## Selected excerpt
____
No Small Mercy

How a Rwandan genocide survivor made peace with the man who almost killed her
Alice Mukarurinda, photographed in the village of Nyamata, Rwanda, Feb 1, 2009.
Photographed by Lionel Healing.

I was also fed up. I saw the faces of all of the people I killed before me. I remembered I had sung in front of them in church. I thought, “How come I killed the same people I was singing for?”

It was time to stop. Still, I had already taken their things, and I decided those things would stay in my house.

alice: I woke up in the swamp, with lots of dead bodies around me. They smelled, and dogs were eating them. My husband found me there. He told me they had thrown him into a well; he’d had so much water in his body that they had to pump it out of him.

Then he showed me our baby. “We’re going to have to bury her,” he said. But there was no place to bury her properly. We could only cover her up. I still can’t bury her, because I never want to go back there.

While I was unconscious, the inkotanyi had taken control of the district. Now they were asking the able-bodied to come out of the swamps and join them. Still very weak, I stayed there for two more weeks, until my husband could get me to a hospital. It was mid-May when he carried me out of the swamp on a door.

When I left the hospital two months later, we moved into a house shared between ten families. We eventually got a house of our own with help from the government, and some of my husband’s relatives who had returned to Rwanda stayed with us. They didn’t understand what happened; they didn’t live through it. They told my husband I was handicapped and would not be any good to him anymore. They asked him, “Will you wash your kids’ clothes? Will you be the one to raise them? Let us find you a new wife.” My husband looked at me like I was useless. But he told them, “What happened to her could just as easily have happened to me.”

emmanuel: After the inkotanyi ended the genocide in Rwanda, they formed a new government. In 1996, I went to a district court to turn myself in. I started to tell the judge what I did, but I was talking so fast, like a crazy person, that he asked if I was sane. I said, “I can’t cope with it anymore. I just want to be forgiven.” Then he asked, “Who are you asking for forgiveness from? You killed almost everyone.” I answered, “Since there is nobody left, I am asking forgiveness from the government, because I killed its people.”

A month later, they sent me to prison. I went with my father. We were packed like beans, one under another. Of course, people were beaten. The police told the guards that I had confessed and that they should be nice to me. I was allowed to work outside, cooking and cleaning for the policemen. My
father, who did not co-operate with the courts, died from sickness in prison. I was there for seven years, until the amnesty. Paul Kagame, the president of Rwanda, said that anyone who had confessed could be freed.

Still, if somebody killed your family and then got out of prison, you would be unhappy. At the same time, if you had killed you would not be comfortable facing your victims. That’s why four ordinary people in Nyamata started an organization called Ukuri Kuganze Guharanira Ubumwe n’ubwiyunge (May Truth Bring Unity and Reconciliation). I joined in 2005. We wanted to have a place to talk and to plan how we would build a future together, so we borrowed some land, and together — hundreds of us — we raised crops and animals and built houses.
____
[Extracted data entries]

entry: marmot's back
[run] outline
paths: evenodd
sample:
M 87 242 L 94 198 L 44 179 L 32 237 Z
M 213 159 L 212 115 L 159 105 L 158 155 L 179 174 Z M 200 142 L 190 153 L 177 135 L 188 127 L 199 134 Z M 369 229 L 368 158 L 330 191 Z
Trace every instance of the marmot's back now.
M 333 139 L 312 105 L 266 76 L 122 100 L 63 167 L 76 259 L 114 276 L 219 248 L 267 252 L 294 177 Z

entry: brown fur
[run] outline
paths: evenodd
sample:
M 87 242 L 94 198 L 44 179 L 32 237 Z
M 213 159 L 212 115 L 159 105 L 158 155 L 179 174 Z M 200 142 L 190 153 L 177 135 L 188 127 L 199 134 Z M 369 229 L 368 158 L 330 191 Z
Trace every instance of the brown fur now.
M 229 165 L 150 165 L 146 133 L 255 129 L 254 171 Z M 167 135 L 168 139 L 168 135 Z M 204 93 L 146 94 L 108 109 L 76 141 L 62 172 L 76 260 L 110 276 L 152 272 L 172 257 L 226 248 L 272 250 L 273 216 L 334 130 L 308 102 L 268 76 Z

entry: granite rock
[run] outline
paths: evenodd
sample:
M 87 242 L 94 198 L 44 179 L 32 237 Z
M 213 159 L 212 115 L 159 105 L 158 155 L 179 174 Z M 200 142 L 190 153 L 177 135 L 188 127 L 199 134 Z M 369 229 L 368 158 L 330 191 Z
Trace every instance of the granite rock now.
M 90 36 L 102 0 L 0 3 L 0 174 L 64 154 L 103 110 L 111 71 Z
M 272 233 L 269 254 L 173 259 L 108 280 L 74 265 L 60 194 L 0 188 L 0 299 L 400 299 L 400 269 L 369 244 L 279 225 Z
____
## Problem set
A. Rewrite the paragraph of the article on reconciliation in Rwanda that begins "A month later, they sent me to prison" as a short bulleted list that keeps its main facts.
B. Resume the article on reconciliation in Rwanda, starting right after its final sentence.
None of the items are needed here.

## Answers for this exercise
A.
- A month after turning myself in, I was sent to prison along with my father.
- The prisoners were packed tightly together, and people were beaten.
- Because I had confessed, the police told the guards to be nice to me, and I was allowed to work outside cooking and cleaning for the policemen.
- My father, who did not co-operate with the courts, died from sickness in prison.
- I stayed for seven years, until President Paul Kagame's amnesty freed anyone who had confessed.

B.
alice: I didn’t expect to ever meet Emmanuel. I didn’t even remember his face. My neighbours pushed me to join the association because I stayed at home too much. I lived in my thoughts about the genocide and about the problems I still faced. I knew this group was for people who survived and people who were getting out of prison for genocide. I wondered how we could accept these people into our communities again.

emmanuel: I remembered Alice’s face; I’d kept it in my mind. When I first saw her, we were making bricks for a new house. I wanted to talk to her. But I was also scared of her. Every time our eyes met, I wanted to run. I had no idea how to approach her.

alice: One day, Emmanuel brought some sorghum beer and some sweet potatoes to the field where we volunteered. This was for ubusabane, or sharing, which gathers a crowd and puts them in a good mood. He started by grilling the potatoes; he took the biggest one and gave it to me, saying, “This is for our secretary.” We all drank and danced.

Then he asked if he could talk to me. “I have something to tell you,” he said. “I have a big problem.” He kept repeating this. “I have a big problem, I have a big problem.” After twenty minutes, he fell on his knees and asked me to forgive him.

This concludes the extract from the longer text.